**Study text:**
○ ○ ○

Here’s a scenario for you. It’s a sunny winter Saturday and you’ve taken the bus to the park to let the kids run off some energy. The day pack is stocked with snacks and your nature kit (a pair of binoculars, magnifying glass, notebook, and field guide) is the first thing to be unpacked. The kids have decided they’re arctic explorers and are on a mission to log wildlife sightings, so you head to the most wooded area of the park to see what you can find. An hour later, you’ve recorded five squirrel sightings, a mouse, a striped skunk, a flight of pigeons, and six other species of birds including a hawk.
Here’s another scenario. On the walk home from school, your elementary-age kid can’t stop talking about what they learned in class that day: the importance of recycling and pollution from plastic. When you come upon a pile of litter on the sidewalk, your kid is appalled and begins gathering the trash with vigor. You pull out an extra tote bag and offer to help; your cleanup mission doesn’t end until you’ve reached home and gathered two bags of litter from the sidewalks in your neighborhood. You snap a photo of your budding environmentalist with their trash stash and post to your social media, encouraging others to do the same.
Sound familiar? Both of these average scenarios are examples of citizen science experiments—the first modeled after National Geographic’s BioBlitz challenge, and the second after The 2 Minute Foundation’s beach clean.
Citizen science is exactly what it sounds like: regular citizens acting as volunteers conduct scientific experiments or research, often under the direction of professional scientists or as part of a group. It’s a fantastic way to get excited about science (no matter your age) and since many citizen science projects are local they offer a remarkable way to engage with your neighborhood and build a deep sense of connection to your city.
It’s a truly effective way to advance knowledge and gain scientific insights too. Groups of people often reach conclusions more quickly and more accurately than individuals, and science has always originated “from the average person’s observation of the natural world”. You don’t have to be professionally trained to join a project, just an eagerness to be involved. At the very least, you’ll have a greater appreciation for the work of professional scientists and a good party story to tell (helping name NASA’s next Mars rover gets you some pretty cool bragging rights).
The next time you have a free Saturday, consider joining a local citizen science project. Better yet, get a group of friends (parents and kids) to do it with you! You’ll get a place to explore, a challenge to tackle, and a way to contribute to the important work of scientists in your city. Here are some of our favorite urban science projects across the globe.
Zooniverse is an enormous community: almost 2 million people work alongside hundreds of professional researchers to gather data and discoveries about everything from biology to climate to outer space. Use their search function to see if there are projects in your city, or browse the whole site for projects anyone can contribute to. The Hubble Asteroid Hunter, Fossil Atmospheres, and Sounds of New York City Projects look especially interesting.

○ ○ ○

**What you need to do:**
A: Transcribe the part of the citizen science article from "The next time" to "across the globe.".
B: Answer these questions from the citizen science article:
(i) How many squirrel sightings are recorded in the park scenario?
(ii) How many bags of litter are gathered on the walk home from school?
(iii) About how many people work alongside researchers at Zooniverse?

**Source material:**

○ ○ ○

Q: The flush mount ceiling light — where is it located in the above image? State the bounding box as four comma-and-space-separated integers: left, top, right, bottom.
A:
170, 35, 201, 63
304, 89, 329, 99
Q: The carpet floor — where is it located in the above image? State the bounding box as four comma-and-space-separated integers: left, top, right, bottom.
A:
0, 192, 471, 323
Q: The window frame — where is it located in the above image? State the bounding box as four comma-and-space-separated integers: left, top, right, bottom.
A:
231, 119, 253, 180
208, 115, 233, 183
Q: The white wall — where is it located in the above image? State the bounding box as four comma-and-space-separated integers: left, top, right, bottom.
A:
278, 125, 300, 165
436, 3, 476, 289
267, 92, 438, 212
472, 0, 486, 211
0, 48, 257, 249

○ ○ ○

**Expected results:**
A:
The next time you have a free Saturday, consider joining a local citizen science project. Better yet, get a group of friends (parents and kids) to do it with you! You’ll get a place to explore, a challenge to tackle, and a way to contribute to the important work of scientists in your city. Here are some of our favorite urban science projects across the globe.

B:
(i) Five
(ii) Two
(iii) Almost 2 million